- SUPPLIED TEXT
▶
50:39 - I definitely see people that have a towards or away-from conspiracy bias, that corresponds with their general bias in how they relate to authorities. 

(This is a pattern that we can observe enough of the time that it’s interesting to look at. The reason I’m careful in saying things like this, is that when someone over-norms their patterns that’s where sense-making becomes bad).

I have seen, relatively often, people who generally think that government bodies [...] mostly regulate in the right interest, [and that] you can largely trust authorities. These people also generally have a frame that ‘things are mostly getting better in the world.’

Generally those people did better in childhood - at school [for instance]. Often times their parents were more successful, or they did better relative to them. So they have this experience that ‘the system actually works for me, and that the authorities are actually trustworthy, and that I have a good relationship with them’.

This creates an intuitive, felt sense, wherein even if they’re in an environment where that’s not true ([even] if it was true in the little micro-environment of their childhood) that’s still the felt sense. They sometimes will keep that forever, or sometimes they have to be disabused of it at some point.
◀
Collected data entries
▶
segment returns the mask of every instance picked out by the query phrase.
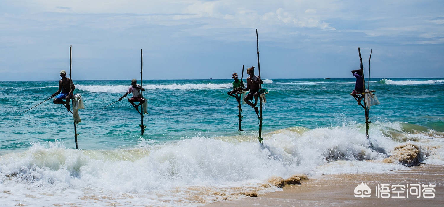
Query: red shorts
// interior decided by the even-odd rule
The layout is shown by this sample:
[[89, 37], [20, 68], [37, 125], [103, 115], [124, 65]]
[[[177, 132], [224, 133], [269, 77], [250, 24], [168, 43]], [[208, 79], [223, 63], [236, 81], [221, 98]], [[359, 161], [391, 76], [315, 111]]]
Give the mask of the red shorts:
[[132, 101], [133, 102], [142, 102], [143, 100], [143, 98], [142, 98], [141, 97], [139, 97], [139, 98], [135, 98], [133, 97], [130, 99], [130, 100]]

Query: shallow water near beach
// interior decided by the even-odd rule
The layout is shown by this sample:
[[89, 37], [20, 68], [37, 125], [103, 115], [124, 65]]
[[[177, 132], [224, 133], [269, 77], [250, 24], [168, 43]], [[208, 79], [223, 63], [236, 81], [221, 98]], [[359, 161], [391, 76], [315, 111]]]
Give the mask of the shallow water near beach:
[[143, 135], [126, 98], [97, 113], [131, 80], [74, 80], [86, 108], [79, 150], [72, 115], [51, 99], [11, 120], [56, 80], [0, 81], [0, 203], [200, 206], [280, 190], [267, 184], [276, 177], [408, 170], [412, 150], [444, 165], [444, 78], [372, 79], [381, 104], [370, 107], [368, 140], [354, 80], [265, 80], [262, 144], [253, 109], [242, 105], [238, 131], [237, 103], [224, 104], [232, 80], [144, 80]]

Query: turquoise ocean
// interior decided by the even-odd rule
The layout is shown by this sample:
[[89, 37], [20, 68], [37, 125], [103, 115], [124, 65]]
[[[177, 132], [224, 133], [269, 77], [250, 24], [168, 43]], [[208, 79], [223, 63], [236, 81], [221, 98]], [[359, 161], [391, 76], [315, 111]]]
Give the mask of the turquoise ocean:
[[264, 80], [263, 144], [253, 109], [242, 105], [238, 131], [237, 102], [224, 104], [232, 80], [144, 80], [143, 135], [126, 98], [97, 113], [131, 80], [74, 80], [78, 150], [72, 115], [52, 99], [12, 120], [57, 80], [0, 81], [0, 203], [200, 206], [281, 190], [273, 178], [408, 170], [385, 161], [408, 145], [444, 165], [444, 78], [372, 79], [369, 139], [355, 80]]

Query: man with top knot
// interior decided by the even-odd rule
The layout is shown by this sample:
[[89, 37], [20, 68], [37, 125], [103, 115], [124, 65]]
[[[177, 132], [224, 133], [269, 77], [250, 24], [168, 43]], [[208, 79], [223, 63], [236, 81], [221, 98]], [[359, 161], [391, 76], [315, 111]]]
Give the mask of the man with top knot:
[[[236, 90], [250, 91], [248, 94], [244, 97], [244, 101], [254, 109], [254, 111], [259, 117], [259, 108], [256, 107], [256, 105], [258, 104], [258, 96], [260, 95], [259, 89], [261, 84], [263, 84], [264, 82], [259, 78], [259, 76], [254, 75], [254, 67], [247, 69], [247, 74], [250, 75], [250, 77], [247, 78], [247, 88], [238, 88]], [[254, 103], [253, 103], [253, 98], [254, 98]]]

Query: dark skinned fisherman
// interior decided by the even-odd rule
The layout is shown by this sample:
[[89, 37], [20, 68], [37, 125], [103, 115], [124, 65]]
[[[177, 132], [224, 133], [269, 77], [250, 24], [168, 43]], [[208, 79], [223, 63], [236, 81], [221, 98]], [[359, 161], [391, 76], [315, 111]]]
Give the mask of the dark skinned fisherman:
[[239, 102], [240, 100], [240, 97], [239, 97], [239, 93], [241, 92], [240, 90], [236, 90], [236, 88], [245, 88], [245, 86], [244, 85], [244, 82], [242, 80], [239, 80], [238, 79], [238, 74], [237, 73], [233, 73], [232, 75], [232, 77], [231, 78], [234, 80], [234, 81], [233, 82], [233, 91], [228, 92], [227, 94], [230, 96], [231, 96], [234, 98], [236, 98], [236, 100]]
[[[135, 108], [136, 110], [139, 111], [139, 106], [146, 101], [146, 100], [141, 96], [139, 90], [145, 91], [145, 89], [142, 88], [140, 85], [137, 84], [137, 80], [133, 79], [131, 80], [131, 86], [130, 86], [130, 88], [128, 88], [128, 91], [127, 91], [127, 92], [125, 93], [123, 96], [122, 96], [122, 97], [119, 99], [119, 100], [122, 100], [122, 99], [125, 98], [130, 93], [132, 93], [133, 97], [128, 99], [128, 101], [129, 101], [131, 103], [131, 105], [132, 105]], [[139, 102], [139, 104], [136, 105], [135, 104], [134, 104], [134, 102]]]
[[[260, 84], [263, 84], [264, 82], [259, 78], [259, 76], [254, 75], [254, 67], [247, 69], [247, 74], [250, 75], [250, 77], [247, 78], [247, 88], [238, 88], [236, 90], [249, 91], [248, 94], [244, 97], [244, 101], [254, 109], [254, 111], [259, 117], [259, 108], [256, 107], [256, 105], [258, 104], [258, 96], [260, 95], [259, 89]], [[253, 103], [253, 98], [254, 98], [254, 103]]]
[[[62, 77], [62, 79], [59, 81], [59, 89], [51, 95], [51, 98], [57, 95], [52, 103], [56, 104], [65, 104], [66, 109], [68, 111], [71, 111], [71, 107], [69, 106], [69, 101], [73, 96], [72, 92], [75, 89], [75, 87], [74, 86], [72, 80], [66, 77], [66, 71], [60, 71], [60, 76]], [[65, 101], [63, 101], [63, 99], [65, 100]]]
◀
- THE TASKS
• a. Answer these questions about the passage on conspiracy bias:
(i) According to the passage, when does sense-making become bad?
(ii) What frame do the people who largely trust authorities generally hold about the world?
(iii) How did those people generally fare in childhood?
• b. Pick up the passage on conspiracy bias and extend it past its final sentence.

- RESULTS
• a.
(i) When someone over-norms their patterns.
(ii) That things are mostly getting better in the world.
(iii) They generally did better, at school for instance, and often their parents were more successful or they did better relative to them.

• b.
Other people have the general sense that most authorities are probably corrupt and probably abusing power, and that most institutions can’t be trusted, and that people with less power can be trusted more, and [that] there is usually some process of corruption that is required for climbing power ladders.

Those people generally weren’t very successful at climbing the ladders, and often had authorities around that abused power or [had a negative experience with authority] whether that was school, or church, or whatever it was.

I’m giving an example of a kind of bias that can occur which is a towards or against authority bias; a kind of result that can happen - more likely to believe in conspiracies that the authorities are bad, or more likely to reject that the authorities are bad; and the kind of developmental environment that could give rise to it.